_Provided entries_
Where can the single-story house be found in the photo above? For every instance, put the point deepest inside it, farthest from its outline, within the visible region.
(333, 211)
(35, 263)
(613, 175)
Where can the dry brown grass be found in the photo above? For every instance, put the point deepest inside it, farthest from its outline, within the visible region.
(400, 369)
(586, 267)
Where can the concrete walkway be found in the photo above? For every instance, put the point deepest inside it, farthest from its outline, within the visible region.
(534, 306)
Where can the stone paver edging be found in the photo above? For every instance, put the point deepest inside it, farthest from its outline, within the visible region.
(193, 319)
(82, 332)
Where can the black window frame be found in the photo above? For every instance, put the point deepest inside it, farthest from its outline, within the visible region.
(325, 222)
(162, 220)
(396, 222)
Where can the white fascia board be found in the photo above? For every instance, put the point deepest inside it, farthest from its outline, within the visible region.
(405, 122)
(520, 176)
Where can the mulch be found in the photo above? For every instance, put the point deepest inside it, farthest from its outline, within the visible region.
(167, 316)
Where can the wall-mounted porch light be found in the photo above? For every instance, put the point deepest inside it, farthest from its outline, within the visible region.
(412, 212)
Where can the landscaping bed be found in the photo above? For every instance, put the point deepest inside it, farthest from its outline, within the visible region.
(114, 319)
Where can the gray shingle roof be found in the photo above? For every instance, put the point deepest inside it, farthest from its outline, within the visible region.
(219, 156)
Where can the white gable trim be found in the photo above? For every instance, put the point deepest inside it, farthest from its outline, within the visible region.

_Task goal_
Print exactly and only the lines that start at the line with "Where can the mulch" and run through the end of the listing above.

_Your solution_
Where can the mulch be found in the photo above? For every instance, put the point deepest inside it, farthest from its outline, within the visible region.
(167, 316)
Where can the wall-mounted porch light be found in the photo above? For every instance, put the point deepest inside it, farthest from its outline, within the visible region.
(412, 212)
Where can the landscaping bed be found in the photo above? For every instance, put the point deepest inside it, farthest from its outline, within the visible region.
(114, 319)
Where can the gray shingle roof be found in the photo above? For every instance, put the point deepest inside it, farthest from its outline, within the visible region.
(219, 156)
Where can the white gable trim be found in the photo above? For every instance, put the point deepest inside it, farthest from its outline, within the visible region.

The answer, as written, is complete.